DIRECTIVE 1:
Which lines of the records contain the word "brick"? Pick out each one and copy it in full, treating uppercase and lowercase letters as different.
DIRECTIVE 2:
Can you proceed with the news item on Yelp's fourth-quarter results, writing on from its last sentence?

Wednesday, 6 Feb 2013 | 5:41 PM ET
Yelp's banner on the New York Stock Exchange on IPO day,  March 2, 2012.
Jin Lee | Bloomberg | Getty Images
Yelp's banner on the New York Stock Exchange on IPO day, March 2, 2012.

Yelp on Wednesday reported a greater-than-expected loss for the fourth quarter as marketing expenditures grew 59 percent even as net revenue rose 65 percent.

After the earnings announcement, the online review site saw its shares fall more than 5 percent in extended-hours trading. (Click here to get the latest quotes for Yelp.)

Yelp reported a fourth-quarter loss of 8 cents a share on revenue of $41.2 million.

Its net loss in the quarter narrowed to $5.3 million, compared with last year's net loss for the period of $9.1 million, or 56 cents a share.

DATASET RECORDS:
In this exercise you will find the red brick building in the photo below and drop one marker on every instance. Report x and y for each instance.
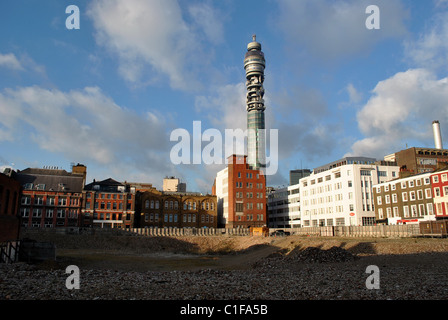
(51, 197)
(10, 190)
(439, 181)
(176, 209)
(108, 204)
(241, 193)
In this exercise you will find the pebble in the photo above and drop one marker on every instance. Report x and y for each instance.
(310, 275)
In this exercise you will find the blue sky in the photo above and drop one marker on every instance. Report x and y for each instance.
(109, 94)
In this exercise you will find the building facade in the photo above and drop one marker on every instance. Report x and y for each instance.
(404, 200)
(284, 207)
(173, 184)
(10, 192)
(419, 160)
(51, 197)
(241, 195)
(108, 204)
(297, 174)
(341, 193)
(157, 209)
(439, 183)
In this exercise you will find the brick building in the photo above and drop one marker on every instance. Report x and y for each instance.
(176, 209)
(404, 200)
(439, 181)
(108, 204)
(51, 197)
(241, 195)
(419, 160)
(10, 190)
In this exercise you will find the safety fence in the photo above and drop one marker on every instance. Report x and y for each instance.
(407, 230)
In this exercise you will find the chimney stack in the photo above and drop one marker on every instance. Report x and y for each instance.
(437, 134)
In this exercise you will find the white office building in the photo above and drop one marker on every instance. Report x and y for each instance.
(341, 193)
(284, 207)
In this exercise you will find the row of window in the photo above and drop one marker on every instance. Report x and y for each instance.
(118, 196)
(187, 205)
(405, 184)
(249, 185)
(413, 195)
(248, 175)
(154, 217)
(321, 222)
(250, 217)
(61, 213)
(408, 211)
(109, 205)
(444, 178)
(249, 195)
(50, 201)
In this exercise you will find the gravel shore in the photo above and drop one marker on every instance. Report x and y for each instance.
(311, 273)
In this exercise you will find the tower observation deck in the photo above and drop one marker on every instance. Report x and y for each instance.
(254, 64)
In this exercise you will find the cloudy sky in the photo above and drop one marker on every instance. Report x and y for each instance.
(110, 93)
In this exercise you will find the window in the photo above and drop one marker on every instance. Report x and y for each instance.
(394, 198)
(378, 200)
(49, 213)
(414, 210)
(50, 201)
(37, 213)
(26, 200)
(62, 201)
(421, 209)
(396, 212)
(429, 208)
(419, 194)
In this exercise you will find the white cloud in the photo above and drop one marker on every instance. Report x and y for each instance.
(430, 50)
(400, 111)
(152, 39)
(10, 61)
(336, 29)
(354, 95)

EXPECTED OUTPUT 1:
In this exercise you will find the red brick building in the photo below and drop one marker on every instance. Report x and y for each instance.
In this exercise you will find the brick building in the photo above and drop one marker on every instance. Report x and y for each instance.

EXPECTED OUTPUT 2:
Of Yelp's sharpened focus on mobile, CEO Jeremy Stoppelman told CNBC: "Twenty-five percentof our ads are now showing on mobile. It represents the same type of ads you see on the website. What we have is just more inventory. And on the mobile device it can be location-targeted."

Marketing spending rose from $16 million in the period last year to $25.5 million, as the company pushed for growth in Germany and Britain, according to Yelp's news release.

Analysts had expected the company to report a loss of 5 cents a share on $40 million in revenue, according to a consensus estimate from Thomson Reuters.

For the first quarter, net revenue is expected to be in the range of $44.0 million to $44.5 million, representing growth of 62 percent from the first quarter of 2012.

The site saw its user reviews grow 45 percent year over year to more than 36 million at the end of 2012, while monthly unique visitors grew 31 percent to about 86 million.

Regarding the competitive landscape online, potentially intensified by Facebook's graph search, Stoppelman said, "We have the advantage of being just focused on one thing. The same can't be said for Facebook or Google."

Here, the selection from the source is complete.